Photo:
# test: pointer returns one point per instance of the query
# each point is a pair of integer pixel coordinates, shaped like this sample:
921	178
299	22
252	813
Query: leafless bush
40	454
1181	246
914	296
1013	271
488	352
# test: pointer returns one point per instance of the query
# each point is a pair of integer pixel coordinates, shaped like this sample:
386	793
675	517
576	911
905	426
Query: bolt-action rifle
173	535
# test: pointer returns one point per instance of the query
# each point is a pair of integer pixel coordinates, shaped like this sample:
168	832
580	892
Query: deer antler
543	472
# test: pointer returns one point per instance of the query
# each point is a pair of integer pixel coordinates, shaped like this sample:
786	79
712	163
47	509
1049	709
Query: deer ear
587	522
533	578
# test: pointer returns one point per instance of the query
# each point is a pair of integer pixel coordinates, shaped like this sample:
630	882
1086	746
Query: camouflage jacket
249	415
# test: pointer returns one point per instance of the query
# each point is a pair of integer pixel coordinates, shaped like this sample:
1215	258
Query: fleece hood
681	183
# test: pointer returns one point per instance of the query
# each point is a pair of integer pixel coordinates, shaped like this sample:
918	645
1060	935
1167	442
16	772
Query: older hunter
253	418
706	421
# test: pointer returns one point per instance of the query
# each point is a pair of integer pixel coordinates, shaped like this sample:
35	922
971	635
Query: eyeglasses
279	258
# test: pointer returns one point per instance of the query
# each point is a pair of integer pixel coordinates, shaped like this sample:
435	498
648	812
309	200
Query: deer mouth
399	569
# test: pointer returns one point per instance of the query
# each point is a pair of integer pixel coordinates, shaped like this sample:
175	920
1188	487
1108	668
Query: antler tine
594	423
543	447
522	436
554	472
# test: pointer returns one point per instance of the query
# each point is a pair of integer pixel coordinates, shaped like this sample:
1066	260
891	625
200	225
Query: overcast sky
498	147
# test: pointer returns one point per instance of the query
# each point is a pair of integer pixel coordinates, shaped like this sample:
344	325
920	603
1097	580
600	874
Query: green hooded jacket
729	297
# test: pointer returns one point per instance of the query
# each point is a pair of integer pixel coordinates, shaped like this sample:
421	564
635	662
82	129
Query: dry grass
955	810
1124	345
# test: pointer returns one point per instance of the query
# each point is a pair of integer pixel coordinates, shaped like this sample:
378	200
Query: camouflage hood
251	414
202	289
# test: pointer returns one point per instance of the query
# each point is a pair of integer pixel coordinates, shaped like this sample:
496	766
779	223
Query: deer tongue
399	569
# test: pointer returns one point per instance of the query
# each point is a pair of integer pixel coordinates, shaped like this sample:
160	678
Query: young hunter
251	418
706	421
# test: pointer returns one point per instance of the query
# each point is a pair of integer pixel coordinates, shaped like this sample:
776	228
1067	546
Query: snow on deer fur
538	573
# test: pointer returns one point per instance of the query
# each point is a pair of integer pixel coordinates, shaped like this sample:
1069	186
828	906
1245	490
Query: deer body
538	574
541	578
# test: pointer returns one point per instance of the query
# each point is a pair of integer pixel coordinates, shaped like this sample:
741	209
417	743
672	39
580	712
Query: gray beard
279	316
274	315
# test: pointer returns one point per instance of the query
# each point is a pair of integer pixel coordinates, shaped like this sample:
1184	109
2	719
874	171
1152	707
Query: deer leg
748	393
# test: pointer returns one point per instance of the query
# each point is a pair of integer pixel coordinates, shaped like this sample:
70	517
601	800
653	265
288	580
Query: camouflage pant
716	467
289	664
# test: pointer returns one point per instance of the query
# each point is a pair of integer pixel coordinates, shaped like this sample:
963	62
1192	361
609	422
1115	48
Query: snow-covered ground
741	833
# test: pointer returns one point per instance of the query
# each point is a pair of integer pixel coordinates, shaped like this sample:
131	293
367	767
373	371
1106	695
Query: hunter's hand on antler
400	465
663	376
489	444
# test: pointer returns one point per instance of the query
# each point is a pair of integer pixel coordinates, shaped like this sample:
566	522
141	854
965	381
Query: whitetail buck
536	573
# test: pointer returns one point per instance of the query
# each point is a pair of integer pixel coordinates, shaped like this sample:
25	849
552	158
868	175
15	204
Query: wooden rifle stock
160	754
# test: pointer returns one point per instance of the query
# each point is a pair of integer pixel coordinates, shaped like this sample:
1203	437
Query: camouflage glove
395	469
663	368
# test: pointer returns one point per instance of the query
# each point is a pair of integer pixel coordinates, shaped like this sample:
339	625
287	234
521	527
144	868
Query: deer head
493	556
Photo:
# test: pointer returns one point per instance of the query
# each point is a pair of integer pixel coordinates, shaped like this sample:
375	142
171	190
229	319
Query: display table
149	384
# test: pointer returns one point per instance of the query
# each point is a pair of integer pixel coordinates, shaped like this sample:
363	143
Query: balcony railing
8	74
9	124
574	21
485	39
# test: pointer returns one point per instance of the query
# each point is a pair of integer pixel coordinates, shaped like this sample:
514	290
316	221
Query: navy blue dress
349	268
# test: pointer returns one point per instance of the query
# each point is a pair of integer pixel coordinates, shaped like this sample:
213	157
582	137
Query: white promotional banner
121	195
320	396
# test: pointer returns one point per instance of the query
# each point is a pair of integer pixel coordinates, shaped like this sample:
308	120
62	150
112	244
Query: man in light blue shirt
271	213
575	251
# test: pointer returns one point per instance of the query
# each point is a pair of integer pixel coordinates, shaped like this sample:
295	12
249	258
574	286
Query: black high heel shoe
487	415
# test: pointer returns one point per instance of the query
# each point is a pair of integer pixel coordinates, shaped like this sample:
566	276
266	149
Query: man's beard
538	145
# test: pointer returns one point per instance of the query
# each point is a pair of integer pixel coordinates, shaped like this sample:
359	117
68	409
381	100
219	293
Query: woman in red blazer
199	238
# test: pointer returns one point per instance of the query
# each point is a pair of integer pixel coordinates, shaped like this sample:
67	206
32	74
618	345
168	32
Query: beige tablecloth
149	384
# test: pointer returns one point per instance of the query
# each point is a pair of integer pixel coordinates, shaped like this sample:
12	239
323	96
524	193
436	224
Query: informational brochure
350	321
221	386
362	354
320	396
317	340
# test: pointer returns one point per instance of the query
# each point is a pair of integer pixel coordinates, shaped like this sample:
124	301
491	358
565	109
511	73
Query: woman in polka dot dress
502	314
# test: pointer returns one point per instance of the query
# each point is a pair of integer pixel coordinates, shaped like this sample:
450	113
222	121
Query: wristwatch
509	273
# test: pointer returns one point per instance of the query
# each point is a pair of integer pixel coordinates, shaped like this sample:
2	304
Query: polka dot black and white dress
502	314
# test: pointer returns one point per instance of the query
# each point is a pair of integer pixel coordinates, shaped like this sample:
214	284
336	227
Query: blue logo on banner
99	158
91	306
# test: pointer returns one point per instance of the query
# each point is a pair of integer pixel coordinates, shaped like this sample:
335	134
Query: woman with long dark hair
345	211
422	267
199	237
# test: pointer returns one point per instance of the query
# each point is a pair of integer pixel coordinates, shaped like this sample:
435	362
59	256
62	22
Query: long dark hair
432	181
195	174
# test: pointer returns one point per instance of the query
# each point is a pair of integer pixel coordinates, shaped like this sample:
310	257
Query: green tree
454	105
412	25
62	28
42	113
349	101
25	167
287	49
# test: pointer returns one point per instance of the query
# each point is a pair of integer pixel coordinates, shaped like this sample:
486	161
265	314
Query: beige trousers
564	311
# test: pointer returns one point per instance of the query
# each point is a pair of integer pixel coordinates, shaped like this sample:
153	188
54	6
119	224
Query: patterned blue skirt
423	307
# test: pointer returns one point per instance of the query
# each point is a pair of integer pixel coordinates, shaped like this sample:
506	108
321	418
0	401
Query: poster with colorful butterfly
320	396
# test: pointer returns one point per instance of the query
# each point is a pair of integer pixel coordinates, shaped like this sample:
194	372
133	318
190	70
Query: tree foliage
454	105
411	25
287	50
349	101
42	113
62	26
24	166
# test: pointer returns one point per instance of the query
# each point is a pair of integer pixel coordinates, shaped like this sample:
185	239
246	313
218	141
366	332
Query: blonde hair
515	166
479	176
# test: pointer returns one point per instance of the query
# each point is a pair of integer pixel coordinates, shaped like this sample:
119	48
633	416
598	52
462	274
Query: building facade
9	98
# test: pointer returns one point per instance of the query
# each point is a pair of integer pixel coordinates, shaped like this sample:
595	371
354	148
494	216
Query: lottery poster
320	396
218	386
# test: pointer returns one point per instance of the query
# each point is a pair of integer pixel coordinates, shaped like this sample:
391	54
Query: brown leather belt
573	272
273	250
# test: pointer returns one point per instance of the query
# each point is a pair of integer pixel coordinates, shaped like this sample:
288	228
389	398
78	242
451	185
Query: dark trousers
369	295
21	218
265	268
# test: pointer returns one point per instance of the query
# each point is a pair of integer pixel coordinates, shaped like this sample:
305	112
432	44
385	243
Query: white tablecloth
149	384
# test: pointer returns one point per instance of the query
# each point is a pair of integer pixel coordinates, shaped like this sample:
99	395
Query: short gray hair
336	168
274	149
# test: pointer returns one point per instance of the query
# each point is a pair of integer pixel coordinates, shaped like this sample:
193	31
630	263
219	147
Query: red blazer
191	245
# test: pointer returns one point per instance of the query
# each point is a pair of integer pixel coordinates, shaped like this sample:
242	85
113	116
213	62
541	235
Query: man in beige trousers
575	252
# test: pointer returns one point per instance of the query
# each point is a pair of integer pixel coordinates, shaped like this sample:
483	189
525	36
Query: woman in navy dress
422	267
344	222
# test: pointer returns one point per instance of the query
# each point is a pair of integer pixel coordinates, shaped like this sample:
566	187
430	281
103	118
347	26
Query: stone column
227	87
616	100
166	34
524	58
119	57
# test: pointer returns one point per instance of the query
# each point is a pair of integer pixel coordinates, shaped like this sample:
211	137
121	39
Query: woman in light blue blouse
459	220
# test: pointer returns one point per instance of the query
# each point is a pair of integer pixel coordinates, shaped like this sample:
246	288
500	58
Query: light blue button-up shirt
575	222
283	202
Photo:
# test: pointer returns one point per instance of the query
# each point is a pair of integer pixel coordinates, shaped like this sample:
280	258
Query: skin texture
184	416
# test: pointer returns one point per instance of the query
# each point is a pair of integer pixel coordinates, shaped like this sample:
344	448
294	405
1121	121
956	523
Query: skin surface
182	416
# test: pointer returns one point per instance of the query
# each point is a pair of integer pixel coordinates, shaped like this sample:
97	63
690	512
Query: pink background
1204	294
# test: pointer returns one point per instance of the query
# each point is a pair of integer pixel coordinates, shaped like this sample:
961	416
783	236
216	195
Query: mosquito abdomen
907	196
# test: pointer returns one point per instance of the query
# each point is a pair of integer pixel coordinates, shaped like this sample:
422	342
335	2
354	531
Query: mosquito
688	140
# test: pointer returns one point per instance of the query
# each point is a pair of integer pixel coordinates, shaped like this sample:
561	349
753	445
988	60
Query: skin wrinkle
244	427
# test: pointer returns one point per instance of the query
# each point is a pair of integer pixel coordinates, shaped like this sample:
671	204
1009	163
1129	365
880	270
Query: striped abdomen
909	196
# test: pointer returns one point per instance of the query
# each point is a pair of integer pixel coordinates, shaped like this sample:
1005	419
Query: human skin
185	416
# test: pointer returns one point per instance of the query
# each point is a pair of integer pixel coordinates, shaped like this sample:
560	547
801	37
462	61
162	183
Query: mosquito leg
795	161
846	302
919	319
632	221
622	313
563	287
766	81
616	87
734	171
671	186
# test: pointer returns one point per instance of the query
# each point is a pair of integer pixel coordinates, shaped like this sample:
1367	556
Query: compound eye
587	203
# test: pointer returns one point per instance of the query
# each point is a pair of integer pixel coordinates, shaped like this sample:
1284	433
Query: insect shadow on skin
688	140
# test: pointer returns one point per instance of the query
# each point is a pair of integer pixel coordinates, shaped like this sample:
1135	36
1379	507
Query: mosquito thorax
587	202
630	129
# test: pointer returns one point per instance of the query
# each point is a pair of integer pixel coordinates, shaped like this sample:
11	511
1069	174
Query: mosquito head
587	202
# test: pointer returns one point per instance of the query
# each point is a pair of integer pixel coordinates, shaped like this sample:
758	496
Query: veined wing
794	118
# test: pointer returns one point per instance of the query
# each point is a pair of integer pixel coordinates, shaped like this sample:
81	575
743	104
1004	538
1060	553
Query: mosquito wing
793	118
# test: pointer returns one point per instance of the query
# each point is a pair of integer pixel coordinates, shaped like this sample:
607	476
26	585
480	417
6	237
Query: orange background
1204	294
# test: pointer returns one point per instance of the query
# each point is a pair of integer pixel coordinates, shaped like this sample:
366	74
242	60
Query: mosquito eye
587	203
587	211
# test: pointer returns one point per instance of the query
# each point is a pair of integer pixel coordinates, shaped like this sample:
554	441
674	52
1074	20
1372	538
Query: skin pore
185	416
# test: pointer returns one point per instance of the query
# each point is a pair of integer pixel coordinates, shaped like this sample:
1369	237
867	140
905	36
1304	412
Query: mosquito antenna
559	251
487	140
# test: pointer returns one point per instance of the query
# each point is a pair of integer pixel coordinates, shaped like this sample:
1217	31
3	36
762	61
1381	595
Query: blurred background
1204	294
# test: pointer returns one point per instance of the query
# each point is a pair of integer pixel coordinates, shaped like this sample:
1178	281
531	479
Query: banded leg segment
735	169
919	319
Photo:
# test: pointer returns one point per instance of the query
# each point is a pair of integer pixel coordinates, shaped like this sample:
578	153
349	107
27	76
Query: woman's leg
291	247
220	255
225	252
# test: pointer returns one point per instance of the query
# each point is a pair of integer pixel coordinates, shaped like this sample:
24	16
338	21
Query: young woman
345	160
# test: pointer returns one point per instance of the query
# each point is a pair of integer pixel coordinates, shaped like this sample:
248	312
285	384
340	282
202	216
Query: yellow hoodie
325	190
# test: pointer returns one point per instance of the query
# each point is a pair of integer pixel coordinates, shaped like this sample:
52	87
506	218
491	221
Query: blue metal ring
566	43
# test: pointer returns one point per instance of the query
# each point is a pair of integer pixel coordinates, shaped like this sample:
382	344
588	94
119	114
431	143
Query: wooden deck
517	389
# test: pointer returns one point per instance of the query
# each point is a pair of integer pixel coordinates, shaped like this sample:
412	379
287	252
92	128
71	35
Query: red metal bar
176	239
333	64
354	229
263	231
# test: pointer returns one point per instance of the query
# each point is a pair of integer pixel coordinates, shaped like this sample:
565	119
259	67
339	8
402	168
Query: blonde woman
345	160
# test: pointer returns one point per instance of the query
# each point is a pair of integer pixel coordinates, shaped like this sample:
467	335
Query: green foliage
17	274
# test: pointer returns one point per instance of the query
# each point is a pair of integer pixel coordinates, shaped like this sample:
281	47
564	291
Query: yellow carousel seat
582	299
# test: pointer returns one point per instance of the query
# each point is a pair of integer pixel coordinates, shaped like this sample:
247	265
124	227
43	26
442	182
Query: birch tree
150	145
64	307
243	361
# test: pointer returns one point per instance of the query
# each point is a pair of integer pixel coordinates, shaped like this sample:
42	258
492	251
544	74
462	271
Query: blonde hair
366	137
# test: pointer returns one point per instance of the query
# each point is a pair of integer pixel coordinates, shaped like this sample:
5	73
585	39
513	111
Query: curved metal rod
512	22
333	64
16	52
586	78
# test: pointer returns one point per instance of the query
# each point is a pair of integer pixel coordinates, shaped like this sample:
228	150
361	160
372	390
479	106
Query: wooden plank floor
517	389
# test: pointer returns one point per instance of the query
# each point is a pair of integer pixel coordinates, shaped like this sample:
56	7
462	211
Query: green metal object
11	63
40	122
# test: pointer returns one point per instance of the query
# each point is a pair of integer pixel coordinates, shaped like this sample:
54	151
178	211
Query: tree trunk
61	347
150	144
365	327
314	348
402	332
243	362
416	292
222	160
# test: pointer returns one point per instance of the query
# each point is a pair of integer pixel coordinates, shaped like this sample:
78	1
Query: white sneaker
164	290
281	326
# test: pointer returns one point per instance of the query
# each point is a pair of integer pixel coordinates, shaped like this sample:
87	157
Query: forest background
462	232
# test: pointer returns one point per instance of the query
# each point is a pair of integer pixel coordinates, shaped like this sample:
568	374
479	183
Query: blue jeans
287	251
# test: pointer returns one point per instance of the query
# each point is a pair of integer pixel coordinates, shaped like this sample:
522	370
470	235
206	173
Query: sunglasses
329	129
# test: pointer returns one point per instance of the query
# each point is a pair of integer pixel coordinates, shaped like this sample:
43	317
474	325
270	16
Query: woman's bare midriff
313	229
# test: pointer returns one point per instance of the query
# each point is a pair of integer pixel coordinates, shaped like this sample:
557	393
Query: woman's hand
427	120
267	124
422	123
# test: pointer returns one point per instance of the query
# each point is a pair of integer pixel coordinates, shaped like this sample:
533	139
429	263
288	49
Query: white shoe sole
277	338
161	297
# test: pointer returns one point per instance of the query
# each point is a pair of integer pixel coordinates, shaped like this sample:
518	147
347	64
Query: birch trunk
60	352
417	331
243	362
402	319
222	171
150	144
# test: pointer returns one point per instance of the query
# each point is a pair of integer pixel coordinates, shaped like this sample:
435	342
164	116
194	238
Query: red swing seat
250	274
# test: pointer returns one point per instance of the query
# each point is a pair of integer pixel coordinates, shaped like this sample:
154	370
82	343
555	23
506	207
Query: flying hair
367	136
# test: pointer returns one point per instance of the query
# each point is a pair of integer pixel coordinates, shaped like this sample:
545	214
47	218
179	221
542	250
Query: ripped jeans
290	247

(TASK REQUIREMENTS) Copy out every line above that contains the string "deer", treating uppercase and lowercase letters as distinct.

(RESULT BELOW)
Query: deer antler
Query: deer ear
Query: deer mouth
Query: deer tongue
Query: snow on deer fur
Query: deer body
Query: deer leg
Query: deer head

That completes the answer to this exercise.